Text-to-region grounding data:
........

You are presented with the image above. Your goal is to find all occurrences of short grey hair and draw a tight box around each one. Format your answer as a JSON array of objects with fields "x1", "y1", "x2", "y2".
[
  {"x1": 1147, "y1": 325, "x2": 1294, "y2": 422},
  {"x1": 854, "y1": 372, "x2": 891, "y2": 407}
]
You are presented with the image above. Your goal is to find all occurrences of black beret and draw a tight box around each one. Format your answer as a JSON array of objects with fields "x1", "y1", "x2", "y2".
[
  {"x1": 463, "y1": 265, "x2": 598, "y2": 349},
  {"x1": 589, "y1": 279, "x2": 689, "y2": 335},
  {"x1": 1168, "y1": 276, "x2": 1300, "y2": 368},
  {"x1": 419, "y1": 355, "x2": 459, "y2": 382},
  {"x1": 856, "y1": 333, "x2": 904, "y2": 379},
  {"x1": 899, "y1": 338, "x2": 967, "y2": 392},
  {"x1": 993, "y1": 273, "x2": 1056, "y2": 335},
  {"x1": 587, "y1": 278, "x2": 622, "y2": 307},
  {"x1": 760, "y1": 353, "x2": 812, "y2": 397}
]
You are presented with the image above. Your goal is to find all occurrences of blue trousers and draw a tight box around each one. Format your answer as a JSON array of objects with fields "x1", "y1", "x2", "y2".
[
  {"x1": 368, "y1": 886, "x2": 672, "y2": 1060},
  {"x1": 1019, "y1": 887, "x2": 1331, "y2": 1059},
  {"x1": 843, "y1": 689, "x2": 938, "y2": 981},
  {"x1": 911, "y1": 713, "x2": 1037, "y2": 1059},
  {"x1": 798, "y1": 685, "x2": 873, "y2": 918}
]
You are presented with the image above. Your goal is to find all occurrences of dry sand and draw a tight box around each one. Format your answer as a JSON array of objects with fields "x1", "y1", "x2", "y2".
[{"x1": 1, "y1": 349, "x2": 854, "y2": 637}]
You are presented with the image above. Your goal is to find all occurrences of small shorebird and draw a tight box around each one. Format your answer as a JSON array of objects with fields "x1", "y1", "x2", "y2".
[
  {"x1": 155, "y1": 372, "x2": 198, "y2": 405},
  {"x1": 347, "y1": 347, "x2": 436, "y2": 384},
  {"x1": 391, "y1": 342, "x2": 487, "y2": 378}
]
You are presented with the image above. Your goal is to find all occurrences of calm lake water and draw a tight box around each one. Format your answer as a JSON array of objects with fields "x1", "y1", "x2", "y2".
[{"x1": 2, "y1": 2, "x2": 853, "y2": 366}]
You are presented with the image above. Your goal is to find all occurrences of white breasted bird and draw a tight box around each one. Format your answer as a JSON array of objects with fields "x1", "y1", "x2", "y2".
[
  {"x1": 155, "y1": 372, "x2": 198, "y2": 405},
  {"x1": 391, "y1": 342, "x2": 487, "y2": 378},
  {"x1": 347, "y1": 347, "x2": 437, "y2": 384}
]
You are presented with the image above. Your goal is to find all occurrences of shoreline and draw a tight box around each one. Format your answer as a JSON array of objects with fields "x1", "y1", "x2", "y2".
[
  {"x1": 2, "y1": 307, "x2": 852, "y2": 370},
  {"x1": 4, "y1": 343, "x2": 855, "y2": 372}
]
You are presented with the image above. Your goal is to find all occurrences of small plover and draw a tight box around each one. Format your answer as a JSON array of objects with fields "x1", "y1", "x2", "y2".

........

**ASSIGNMENT:**
Without leaving anything out, repeat the data exactly.

**RESPONSE AREA:**
You are presented with the image above. Your goal is to find all occurrences of short grey hair and draw a tight box around each one. Format your answer as a JSON array of objects with fields "x1", "y1", "x2", "y2".
[
  {"x1": 1147, "y1": 325, "x2": 1294, "y2": 422},
  {"x1": 854, "y1": 372, "x2": 891, "y2": 407}
]
You are presented with the image above. Your goal is to find all occurrences of black beret and draw a tight box around each one. Format your answer as a JSON array of objects with fields "x1", "y1", "x2", "y2".
[
  {"x1": 463, "y1": 265, "x2": 598, "y2": 349},
  {"x1": 589, "y1": 279, "x2": 689, "y2": 335},
  {"x1": 1168, "y1": 276, "x2": 1300, "y2": 368},
  {"x1": 419, "y1": 355, "x2": 459, "y2": 382},
  {"x1": 856, "y1": 333, "x2": 904, "y2": 379},
  {"x1": 899, "y1": 338, "x2": 967, "y2": 392},
  {"x1": 993, "y1": 273, "x2": 1056, "y2": 335},
  {"x1": 587, "y1": 278, "x2": 622, "y2": 307},
  {"x1": 760, "y1": 353, "x2": 812, "y2": 397}
]
You are presented with the image above. Your goal is to find all occurrences of blue trousers and draw a tight box around each one. Format your answer as a JSON array of objects with fields "x1", "y1", "x2", "y2".
[
  {"x1": 368, "y1": 886, "x2": 672, "y2": 1060},
  {"x1": 1019, "y1": 887, "x2": 1331, "y2": 1059},
  {"x1": 843, "y1": 689, "x2": 938, "y2": 981},
  {"x1": 911, "y1": 713, "x2": 1037, "y2": 1059},
  {"x1": 798, "y1": 685, "x2": 873, "y2": 918}
]
You are presented with the image above. Your goal is to find all occurrences of dry sand and draw a tight box around each one. Format your answer as a JSON array of objects with fields "x1", "y1", "x2", "y2".
[{"x1": 1, "y1": 349, "x2": 854, "y2": 637}]
You are presented with the image above. Your goal is to find all occurrences of small shorebird and draw a tight box around each one. Format your answer as a JSON array of objects with fields "x1", "y1", "x2", "y2".
[
  {"x1": 155, "y1": 372, "x2": 198, "y2": 405},
  {"x1": 347, "y1": 347, "x2": 436, "y2": 384},
  {"x1": 391, "y1": 342, "x2": 487, "y2": 378}
]
You are presented with the image above. Your goal is to find all occurrences of calm lake water and draw a tight box around each one. Format your answer as a JSON array of objects with fields "x1", "y1", "x2", "y2".
[{"x1": 2, "y1": 2, "x2": 853, "y2": 366}]
You are presented with the image above. Your goal is to find all occurrences of white breasted bird and draw a tight box around each one. Format your answer as a JSON array of objects with fields "x1", "y1", "x2", "y2".
[
  {"x1": 155, "y1": 372, "x2": 198, "y2": 405},
  {"x1": 391, "y1": 342, "x2": 487, "y2": 378},
  {"x1": 347, "y1": 347, "x2": 437, "y2": 384}
]
You are presented with the image above. Your goal is to find all occurrences of shoreline and draw a tight box around each one. Format your answer as a JSON array of objects with fields "x1", "y1", "x2", "y2".
[
  {"x1": 2, "y1": 307, "x2": 852, "y2": 370},
  {"x1": 4, "y1": 343, "x2": 855, "y2": 372}
]
You are presented with the image above. Your goal is to find all occurrences of small plover and draw a tight box around each one. Format your answer as a JSON array of objects with fields "x1", "y1", "x2", "y2".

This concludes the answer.